Available data:

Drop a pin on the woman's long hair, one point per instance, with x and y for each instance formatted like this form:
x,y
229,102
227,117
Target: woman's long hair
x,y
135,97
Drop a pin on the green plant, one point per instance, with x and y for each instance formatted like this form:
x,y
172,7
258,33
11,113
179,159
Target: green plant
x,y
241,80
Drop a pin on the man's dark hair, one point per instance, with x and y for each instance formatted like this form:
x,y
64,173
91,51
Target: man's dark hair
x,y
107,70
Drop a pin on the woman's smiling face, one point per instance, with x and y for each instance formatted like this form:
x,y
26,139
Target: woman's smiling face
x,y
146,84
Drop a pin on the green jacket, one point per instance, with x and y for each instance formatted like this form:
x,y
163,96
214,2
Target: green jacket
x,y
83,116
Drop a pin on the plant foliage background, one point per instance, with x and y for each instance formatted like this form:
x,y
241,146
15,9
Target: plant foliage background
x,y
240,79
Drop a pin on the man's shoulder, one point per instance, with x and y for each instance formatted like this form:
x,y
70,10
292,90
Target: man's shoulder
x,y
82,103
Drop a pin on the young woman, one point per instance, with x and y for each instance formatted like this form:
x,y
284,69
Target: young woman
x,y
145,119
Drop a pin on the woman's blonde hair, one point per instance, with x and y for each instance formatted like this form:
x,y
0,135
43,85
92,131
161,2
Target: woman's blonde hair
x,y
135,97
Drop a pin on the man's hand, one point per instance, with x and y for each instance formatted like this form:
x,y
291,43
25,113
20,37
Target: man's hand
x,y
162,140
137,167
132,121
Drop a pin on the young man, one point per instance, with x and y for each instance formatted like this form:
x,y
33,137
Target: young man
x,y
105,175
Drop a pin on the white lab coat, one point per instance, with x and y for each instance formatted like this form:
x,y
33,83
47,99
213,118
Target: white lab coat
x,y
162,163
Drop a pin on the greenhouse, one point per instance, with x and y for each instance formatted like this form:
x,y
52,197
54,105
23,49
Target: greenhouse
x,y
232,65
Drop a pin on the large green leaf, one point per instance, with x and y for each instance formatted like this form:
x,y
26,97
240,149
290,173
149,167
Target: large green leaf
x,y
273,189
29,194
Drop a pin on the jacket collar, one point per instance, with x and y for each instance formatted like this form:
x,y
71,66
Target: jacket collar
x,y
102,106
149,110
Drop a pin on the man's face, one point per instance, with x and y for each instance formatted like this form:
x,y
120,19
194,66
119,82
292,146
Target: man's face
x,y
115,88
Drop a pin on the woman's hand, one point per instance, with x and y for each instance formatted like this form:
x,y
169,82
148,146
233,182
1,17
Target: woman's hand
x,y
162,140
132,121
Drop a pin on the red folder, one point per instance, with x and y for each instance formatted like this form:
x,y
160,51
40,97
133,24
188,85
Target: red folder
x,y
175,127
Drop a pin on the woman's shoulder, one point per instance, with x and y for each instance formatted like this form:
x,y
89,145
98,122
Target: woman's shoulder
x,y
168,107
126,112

Action item:
Nothing in the material may change; reproduce it all.

Problem solution:
Drop a pin on the woman's long hair, one point per instance, with x and y for each instance formatted like this form:
x,y
229,102
227,117
Target: woman's long hair
x,y
135,97
Drop a pin on the green plant, one point per instance, with x and y for each instance formatted like this form:
x,y
172,7
258,33
11,113
179,159
Target: green plant
x,y
241,80
Drop a pin on the man's dark hair, one point per instance, with x and y for each instance formatted like this form:
x,y
64,173
91,51
Target: man's dark hair
x,y
107,70
Drop a pin on the woman's smiling face, one point per instance, with x and y for each instance formatted like this form:
x,y
26,139
Target: woman's smiling face
x,y
146,84
Drop a pin on the green jacket, one point per instance, with x and y for each instance formatted like this form:
x,y
163,96
214,2
Target: green jacket
x,y
83,116
Drop a pin on the plant foliage background, one point per instance, with x and y for each instance formatted like this form:
x,y
241,146
15,9
Target: plant foliage background
x,y
240,79
Drop a pin on the man's shoulder, one point per instance, with x and y for each instance formatted like this form:
x,y
70,10
292,90
Target: man's shoulder
x,y
82,103
Drop a pin on the young woman, one point per instance, with x and y for each instance formatted like this form:
x,y
284,69
Target: young woman
x,y
145,119
Drop a pin on the woman's blonde hair, one point per instance, with x and y for each instance formatted like this form:
x,y
0,135
43,85
92,131
161,2
Target: woman's blonde hair
x,y
135,97
Drop a pin on the man's hand, one point per instance, with x and y for each instance formatted like this form:
x,y
291,43
25,113
20,37
Target: man's hand
x,y
162,140
137,167
132,121
Drop a pin on the young man, one point per instance, with x and y for each instance formatted like this form:
x,y
33,137
Target: young man
x,y
105,175
Drop a pin on the white lab coat, one point per instance, with x and y for each instance formatted like this form:
x,y
33,83
47,99
213,118
Target: white lab coat
x,y
162,163
Drop a pin on the greenhouse, one point per instance, with x and y for each instance formatted like this form:
x,y
52,197
54,105
23,49
Target: greenhouse
x,y
232,65
Drop a pin on the large green leaf, one point per instance, with x and y for each instance formatted like this form:
x,y
26,97
240,149
290,173
149,167
Target: large green leaf
x,y
273,189
29,194
Drop a pin on the jacket collar, one point per instance, with x and y for each instance formatted like this form:
x,y
71,66
Target: jacket collar
x,y
102,106
149,110
Drop a pin on the man's face, one point per instance, with x and y for each instance formatted like this form:
x,y
120,19
194,66
119,82
292,146
Target: man's face
x,y
115,88
Drop a pin on the woman's hand, one point per instance, with x and y for each instance formatted like this form:
x,y
169,82
148,146
233,182
1,17
Target: woman's hand
x,y
162,140
132,121
Drop a pin on the red folder, one point per instance, with x and y for each instance formatted like this form:
x,y
160,51
40,97
133,24
188,85
Target: red folder
x,y
175,127
Drop a pin on the woman's shoulder, one point per instance, with x and y for each instance formatted like this form:
x,y
89,145
98,122
Target: woman's shoulder
x,y
168,107
126,112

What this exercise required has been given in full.